▸ What this task involves: Render every line of the data below as a JSON list of strings, one string per line, and skip any blank lines.

▸ Data lines:
──────────────────────────────

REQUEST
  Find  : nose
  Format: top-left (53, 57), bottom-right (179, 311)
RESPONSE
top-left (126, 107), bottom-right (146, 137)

──────────────────────────────

▸ Result of the task:
[
  "REQUEST",
  "  Find  : nose",
  "  Format: top-left (53, 57), bottom-right (179, 311)",
  "RESPONSE",
  "top-left (126, 107), bottom-right (146, 137)"
]